**Task:** Can you render every line of the records below as a Markdown table with the columns "Row" and "Record line", numbering each row and leaving out blank lines?

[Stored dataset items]
⁂

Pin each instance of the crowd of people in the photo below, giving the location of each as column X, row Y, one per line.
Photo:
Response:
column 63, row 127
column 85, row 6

⁂

**Solution to the exercise:**
| Row | Record line |
|---|---|
| 1 | Pin each instance of the crowd of people in the photo below, giving the location of each as column X, row Y, one per line. |
| 2 | Photo: |
| 3 | Response: |
| 4 | column 63, row 127 |
| 5 | column 85, row 6 |